**Aim:**
Copy every one of the entries below line for line, changing nothing.

Items stored from a collection:
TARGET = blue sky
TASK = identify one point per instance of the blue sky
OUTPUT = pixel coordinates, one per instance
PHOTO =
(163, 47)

**Result for this task:**
TARGET = blue sky
TASK = identify one point per instance of the blue sky
OUTPUT = pixel coordinates, one per instance
PHOTO =
(163, 47)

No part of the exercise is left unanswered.